### SOURCE DOCUMENT:
++++++++++

Ignoring or not realizing this, many are applauding yesterday’s ruling because it means that for the foreseeable future, DACA will remain in place. The cases have been sent back to the lower courts. The earliest they would reach the Supreme Court again would be this fall. And with no way to predict the presidential election, there is a chance that the rescission may be rescinded. But I caution those celebrating because they like DACA as a policy to remember why the rule of law is so important in the first place.
There is nothing novel or remarkable about a new administration reviewing the prior administration’s executive actions for legality. Given the sheer power exercised by the administrative state and the authority executive agencies hold over every aspect of our lives, one could say it is prudent and even the duty of the attorney general to ensure that agency action (or in this case inaction) is lawful.

++++++++++

### DATA UNDER STUDY:
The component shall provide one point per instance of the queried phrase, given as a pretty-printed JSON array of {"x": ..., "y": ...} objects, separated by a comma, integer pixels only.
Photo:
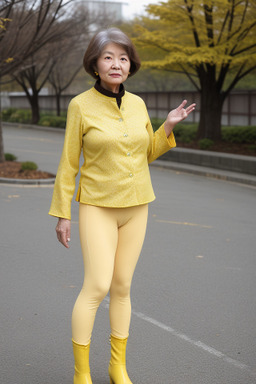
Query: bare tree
[{"x": 25, "y": 27}]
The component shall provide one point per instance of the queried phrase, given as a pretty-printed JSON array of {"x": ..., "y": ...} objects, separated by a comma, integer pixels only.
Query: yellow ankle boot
[
  {"x": 82, "y": 368},
  {"x": 117, "y": 365}
]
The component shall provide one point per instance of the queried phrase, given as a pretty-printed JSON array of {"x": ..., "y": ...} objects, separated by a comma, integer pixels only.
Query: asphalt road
[{"x": 193, "y": 293}]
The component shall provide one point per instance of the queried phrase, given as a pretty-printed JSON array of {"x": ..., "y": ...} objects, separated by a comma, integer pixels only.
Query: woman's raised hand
[
  {"x": 63, "y": 229},
  {"x": 177, "y": 115}
]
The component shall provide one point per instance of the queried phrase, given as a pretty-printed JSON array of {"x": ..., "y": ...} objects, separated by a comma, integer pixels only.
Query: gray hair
[{"x": 100, "y": 40}]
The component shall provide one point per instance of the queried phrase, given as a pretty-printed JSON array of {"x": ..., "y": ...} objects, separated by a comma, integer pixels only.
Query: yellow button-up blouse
[{"x": 117, "y": 143}]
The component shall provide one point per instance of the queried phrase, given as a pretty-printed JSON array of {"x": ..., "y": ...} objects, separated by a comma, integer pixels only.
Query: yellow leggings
[{"x": 111, "y": 241}]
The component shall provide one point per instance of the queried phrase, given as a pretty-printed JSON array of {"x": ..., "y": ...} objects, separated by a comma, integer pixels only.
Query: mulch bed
[{"x": 12, "y": 170}]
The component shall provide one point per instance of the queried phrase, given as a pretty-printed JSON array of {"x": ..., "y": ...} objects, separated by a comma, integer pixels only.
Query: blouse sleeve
[
  {"x": 159, "y": 143},
  {"x": 64, "y": 187}
]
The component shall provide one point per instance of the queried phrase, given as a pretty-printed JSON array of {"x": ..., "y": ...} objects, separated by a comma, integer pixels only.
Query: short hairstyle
[{"x": 100, "y": 40}]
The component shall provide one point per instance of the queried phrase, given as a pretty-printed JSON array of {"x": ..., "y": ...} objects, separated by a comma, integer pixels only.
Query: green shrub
[
  {"x": 205, "y": 144},
  {"x": 239, "y": 134},
  {"x": 20, "y": 116},
  {"x": 29, "y": 165},
  {"x": 10, "y": 157},
  {"x": 53, "y": 121}
]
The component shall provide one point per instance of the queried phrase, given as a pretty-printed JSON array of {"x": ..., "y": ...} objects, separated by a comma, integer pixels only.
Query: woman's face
[{"x": 113, "y": 67}]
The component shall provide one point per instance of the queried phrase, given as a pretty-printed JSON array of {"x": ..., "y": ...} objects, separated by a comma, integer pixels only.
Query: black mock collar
[{"x": 118, "y": 96}]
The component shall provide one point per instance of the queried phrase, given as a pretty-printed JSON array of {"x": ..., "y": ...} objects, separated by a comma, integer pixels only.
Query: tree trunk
[
  {"x": 2, "y": 159},
  {"x": 58, "y": 103},
  {"x": 34, "y": 102},
  {"x": 210, "y": 109}
]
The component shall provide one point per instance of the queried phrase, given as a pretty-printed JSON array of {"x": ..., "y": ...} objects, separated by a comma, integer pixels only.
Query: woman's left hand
[{"x": 177, "y": 115}]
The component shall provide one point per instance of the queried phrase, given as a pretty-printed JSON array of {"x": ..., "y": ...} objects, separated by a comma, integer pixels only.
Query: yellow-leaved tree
[{"x": 213, "y": 42}]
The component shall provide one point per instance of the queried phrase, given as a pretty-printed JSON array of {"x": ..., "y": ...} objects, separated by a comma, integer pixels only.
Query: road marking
[
  {"x": 183, "y": 223},
  {"x": 182, "y": 336}
]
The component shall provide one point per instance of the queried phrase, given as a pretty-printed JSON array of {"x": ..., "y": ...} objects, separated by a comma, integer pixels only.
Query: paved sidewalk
[
  {"x": 193, "y": 292},
  {"x": 200, "y": 170}
]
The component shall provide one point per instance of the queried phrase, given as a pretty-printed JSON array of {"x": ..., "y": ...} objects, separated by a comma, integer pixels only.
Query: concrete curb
[
  {"x": 5, "y": 180},
  {"x": 207, "y": 172}
]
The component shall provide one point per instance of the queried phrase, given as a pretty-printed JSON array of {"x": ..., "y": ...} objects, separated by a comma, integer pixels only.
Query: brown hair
[{"x": 100, "y": 40}]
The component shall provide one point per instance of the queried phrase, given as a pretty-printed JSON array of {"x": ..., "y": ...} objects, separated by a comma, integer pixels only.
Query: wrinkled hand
[
  {"x": 63, "y": 231},
  {"x": 177, "y": 115}
]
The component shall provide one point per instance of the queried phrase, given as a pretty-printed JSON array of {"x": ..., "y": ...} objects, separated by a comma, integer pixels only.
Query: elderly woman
[{"x": 113, "y": 129}]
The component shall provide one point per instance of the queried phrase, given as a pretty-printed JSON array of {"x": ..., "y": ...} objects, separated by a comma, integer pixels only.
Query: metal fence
[{"x": 239, "y": 107}]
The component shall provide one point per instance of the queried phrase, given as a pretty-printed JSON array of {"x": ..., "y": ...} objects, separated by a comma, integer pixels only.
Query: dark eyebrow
[{"x": 111, "y": 53}]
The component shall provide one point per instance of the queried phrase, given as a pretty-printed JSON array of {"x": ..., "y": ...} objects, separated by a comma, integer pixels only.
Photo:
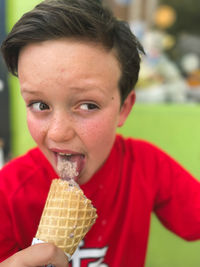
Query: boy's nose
[{"x": 61, "y": 130}]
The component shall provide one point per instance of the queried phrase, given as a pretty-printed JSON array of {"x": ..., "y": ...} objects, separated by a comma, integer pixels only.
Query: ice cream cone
[{"x": 67, "y": 216}]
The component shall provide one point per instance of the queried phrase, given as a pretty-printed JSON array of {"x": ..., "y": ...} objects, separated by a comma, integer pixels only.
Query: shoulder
[{"x": 137, "y": 146}]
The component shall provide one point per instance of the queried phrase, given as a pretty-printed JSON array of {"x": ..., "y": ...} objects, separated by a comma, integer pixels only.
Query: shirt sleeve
[
  {"x": 177, "y": 201},
  {"x": 8, "y": 245}
]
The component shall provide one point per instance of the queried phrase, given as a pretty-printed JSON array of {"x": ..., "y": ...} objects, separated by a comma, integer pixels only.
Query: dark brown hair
[{"x": 79, "y": 19}]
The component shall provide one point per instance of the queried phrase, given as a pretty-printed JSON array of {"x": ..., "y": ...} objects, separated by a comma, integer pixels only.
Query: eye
[
  {"x": 38, "y": 106},
  {"x": 88, "y": 106}
]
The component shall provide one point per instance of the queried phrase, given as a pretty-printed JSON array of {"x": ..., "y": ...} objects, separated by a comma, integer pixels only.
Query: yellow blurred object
[{"x": 165, "y": 16}]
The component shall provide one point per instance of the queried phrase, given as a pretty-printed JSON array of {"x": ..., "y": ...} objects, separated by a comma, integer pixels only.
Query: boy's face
[{"x": 73, "y": 102}]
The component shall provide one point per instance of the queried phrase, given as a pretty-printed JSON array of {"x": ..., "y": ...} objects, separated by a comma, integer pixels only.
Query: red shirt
[{"x": 136, "y": 179}]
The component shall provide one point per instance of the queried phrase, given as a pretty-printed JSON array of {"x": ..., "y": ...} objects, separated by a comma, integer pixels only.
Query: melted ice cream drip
[{"x": 67, "y": 170}]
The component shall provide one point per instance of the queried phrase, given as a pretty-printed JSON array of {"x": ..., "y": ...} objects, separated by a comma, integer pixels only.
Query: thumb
[{"x": 41, "y": 255}]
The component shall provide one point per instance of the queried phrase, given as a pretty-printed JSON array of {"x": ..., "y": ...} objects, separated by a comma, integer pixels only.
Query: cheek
[
  {"x": 36, "y": 129},
  {"x": 99, "y": 134}
]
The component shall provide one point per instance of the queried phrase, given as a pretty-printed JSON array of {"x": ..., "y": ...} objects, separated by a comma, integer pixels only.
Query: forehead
[
  {"x": 65, "y": 51},
  {"x": 67, "y": 61}
]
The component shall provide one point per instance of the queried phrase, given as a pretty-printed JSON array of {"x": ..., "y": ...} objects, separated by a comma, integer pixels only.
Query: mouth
[{"x": 70, "y": 165}]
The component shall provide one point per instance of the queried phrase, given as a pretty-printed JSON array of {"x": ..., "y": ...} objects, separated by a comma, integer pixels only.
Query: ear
[{"x": 126, "y": 108}]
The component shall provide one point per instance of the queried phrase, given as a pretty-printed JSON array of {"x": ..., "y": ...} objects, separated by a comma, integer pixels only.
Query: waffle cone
[{"x": 67, "y": 216}]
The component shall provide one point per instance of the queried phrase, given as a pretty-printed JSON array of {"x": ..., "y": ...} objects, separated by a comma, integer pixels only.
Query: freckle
[{"x": 100, "y": 186}]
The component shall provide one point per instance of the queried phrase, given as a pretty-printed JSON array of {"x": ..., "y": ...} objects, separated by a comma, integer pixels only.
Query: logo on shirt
[{"x": 89, "y": 253}]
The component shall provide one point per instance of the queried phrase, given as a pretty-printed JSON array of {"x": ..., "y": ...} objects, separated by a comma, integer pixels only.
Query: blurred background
[{"x": 167, "y": 111}]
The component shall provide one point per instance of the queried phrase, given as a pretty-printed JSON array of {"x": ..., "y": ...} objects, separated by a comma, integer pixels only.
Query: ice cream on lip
[
  {"x": 68, "y": 214},
  {"x": 66, "y": 157}
]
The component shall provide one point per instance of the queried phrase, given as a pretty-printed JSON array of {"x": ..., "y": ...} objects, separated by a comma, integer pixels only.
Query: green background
[{"x": 174, "y": 128}]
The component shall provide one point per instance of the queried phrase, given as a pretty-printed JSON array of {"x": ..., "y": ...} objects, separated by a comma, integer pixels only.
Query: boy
[{"x": 77, "y": 66}]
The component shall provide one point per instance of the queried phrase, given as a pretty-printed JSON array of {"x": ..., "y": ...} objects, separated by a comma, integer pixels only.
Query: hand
[{"x": 37, "y": 255}]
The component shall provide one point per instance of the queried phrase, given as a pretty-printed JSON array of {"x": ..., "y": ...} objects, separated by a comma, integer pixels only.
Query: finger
[{"x": 41, "y": 255}]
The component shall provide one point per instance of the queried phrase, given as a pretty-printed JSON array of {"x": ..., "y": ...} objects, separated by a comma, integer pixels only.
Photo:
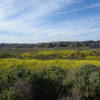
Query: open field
[
  {"x": 35, "y": 64},
  {"x": 50, "y": 75}
]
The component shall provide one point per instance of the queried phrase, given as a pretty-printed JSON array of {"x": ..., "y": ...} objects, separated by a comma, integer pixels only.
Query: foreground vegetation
[
  {"x": 36, "y": 64},
  {"x": 50, "y": 75},
  {"x": 53, "y": 83}
]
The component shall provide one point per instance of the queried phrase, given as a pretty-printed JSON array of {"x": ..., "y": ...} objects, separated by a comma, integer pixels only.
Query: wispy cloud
[{"x": 26, "y": 21}]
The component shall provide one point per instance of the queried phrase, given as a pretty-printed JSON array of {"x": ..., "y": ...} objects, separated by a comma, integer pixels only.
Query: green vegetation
[
  {"x": 53, "y": 83},
  {"x": 50, "y": 75}
]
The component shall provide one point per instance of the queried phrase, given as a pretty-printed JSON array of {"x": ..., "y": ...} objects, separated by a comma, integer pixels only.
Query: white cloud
[{"x": 26, "y": 17}]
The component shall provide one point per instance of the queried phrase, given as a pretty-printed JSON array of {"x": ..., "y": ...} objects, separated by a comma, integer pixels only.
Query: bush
[
  {"x": 47, "y": 84},
  {"x": 84, "y": 84}
]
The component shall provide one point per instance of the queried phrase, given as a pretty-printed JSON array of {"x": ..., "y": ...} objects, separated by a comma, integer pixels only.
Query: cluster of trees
[
  {"x": 56, "y": 45},
  {"x": 51, "y": 83},
  {"x": 56, "y": 54}
]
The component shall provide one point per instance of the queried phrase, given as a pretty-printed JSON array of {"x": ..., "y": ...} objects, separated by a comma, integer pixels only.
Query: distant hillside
[{"x": 52, "y": 45}]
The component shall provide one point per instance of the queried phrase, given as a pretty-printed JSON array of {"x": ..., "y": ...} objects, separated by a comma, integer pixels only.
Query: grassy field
[{"x": 35, "y": 64}]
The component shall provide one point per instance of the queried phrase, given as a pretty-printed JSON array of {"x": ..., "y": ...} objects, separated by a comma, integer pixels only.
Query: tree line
[{"x": 56, "y": 45}]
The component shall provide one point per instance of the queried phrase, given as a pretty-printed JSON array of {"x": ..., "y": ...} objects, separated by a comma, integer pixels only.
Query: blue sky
[{"x": 33, "y": 21}]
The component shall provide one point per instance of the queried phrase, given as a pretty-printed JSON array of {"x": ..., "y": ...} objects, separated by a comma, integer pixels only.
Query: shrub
[
  {"x": 47, "y": 83},
  {"x": 84, "y": 84}
]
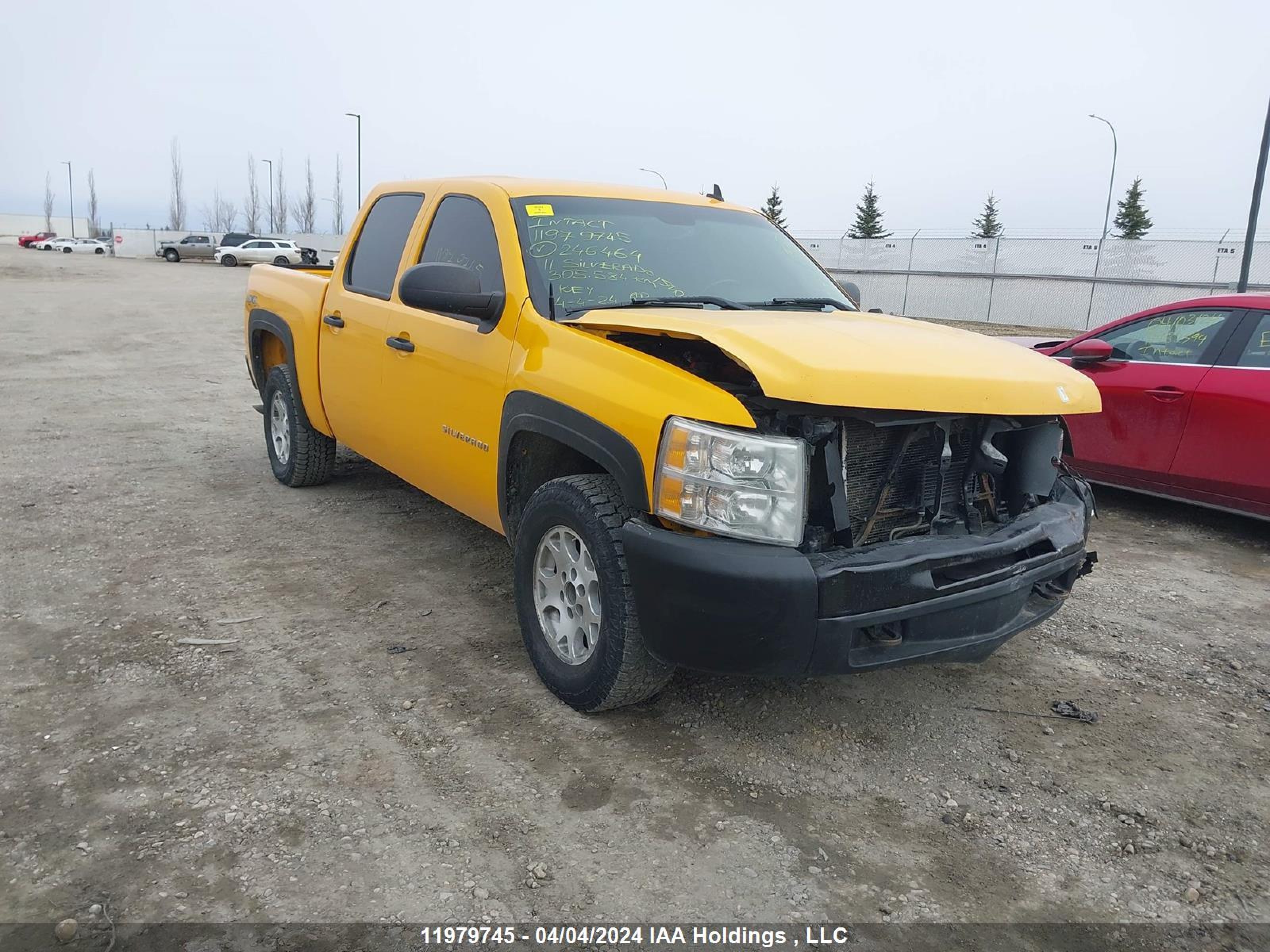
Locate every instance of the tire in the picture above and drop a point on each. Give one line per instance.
(299, 455)
(618, 670)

++++++++++

### COMPLETE THE FOLLOWING:
A: List every time expression in the passage on the DACA ruling that says when something happened or could happen.
B: In the passage on the DACA ruling, where have the cases been sent?
C: Continue the passage on the DACA ruling from its last sentence.

### SOLVED PROBLEMS:
A:
- yesterday
- for the foreseeable future
- this fall

B: Back to the lower courts.

C:
The agency action here involved immigration; but now that Pandora’s box is open there is nothing to say that Thomas’ concern that the majority’s opinion “will hamstring all future agency attempts to undo actions that exceed statutory authority” won’t come true. Imagine that a second wave of COVID-19 strikes in early January 2021 and the administration prohibits all interstate travel or the interstate sale of goods. Or maybe the Environmental Protection Agency declares it won’t enforce certain Clean Water Act violations for a certain period of time. After yesterday’s ruling, if there is a change in administrations later that month, the successor administration cannot rescind the unlawful action unless it convinces the Supreme Court that rescission itself is a sound policy. Or, as the court put it, unless it shows that “the agency appreciated the scope of its discretion or exercised that discretion in a reasonable manner.”
You read that right. With one opinion, one ruling, one case, five justices have taken for themselves what the Constitution does not grant them: powers reserved for the other two branches of government. The question is no longer whether an agency action (or possibly even a statute) is unlawful or unconstitutional, but instead, whether or not five justices agree with the underlying policy.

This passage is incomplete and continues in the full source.